What to produce :: Write out the items below as a JSON list of strings, one string per line, starting with the line that contains "Task: If you could identify the denim" and continuing through the final line of the items. Omit any blank lines.
** Start of Extracted information **
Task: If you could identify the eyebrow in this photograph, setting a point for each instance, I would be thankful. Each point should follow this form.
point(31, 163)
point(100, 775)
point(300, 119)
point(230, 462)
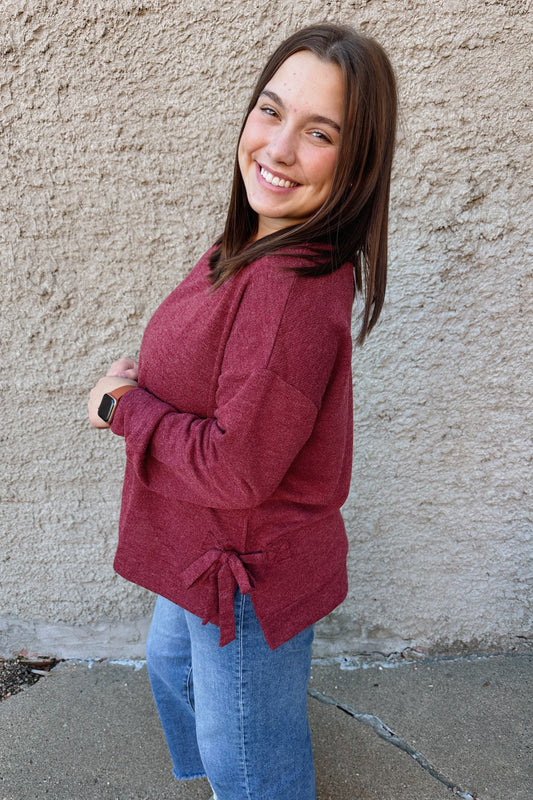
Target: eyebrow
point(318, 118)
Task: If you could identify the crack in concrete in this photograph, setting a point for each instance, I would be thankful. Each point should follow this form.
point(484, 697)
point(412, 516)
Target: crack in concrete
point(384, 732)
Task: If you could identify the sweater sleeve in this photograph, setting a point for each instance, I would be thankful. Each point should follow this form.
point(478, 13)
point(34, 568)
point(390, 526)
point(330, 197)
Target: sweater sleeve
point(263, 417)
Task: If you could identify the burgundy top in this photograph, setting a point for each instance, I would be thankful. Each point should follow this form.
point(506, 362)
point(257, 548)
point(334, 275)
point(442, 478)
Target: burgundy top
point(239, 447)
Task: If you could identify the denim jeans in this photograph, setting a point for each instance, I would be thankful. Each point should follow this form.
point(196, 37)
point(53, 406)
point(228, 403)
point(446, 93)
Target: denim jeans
** End of Extracted information **
Result of this task ::
[
  "Task: If you could identify the denim jeans in this photograph, setting a point for each instance, I would be thankful. Each point should follow this form.",
  "point(196, 37)",
  "point(53, 406)",
  "point(228, 403)",
  "point(446, 93)",
  "Target: denim jeans"
]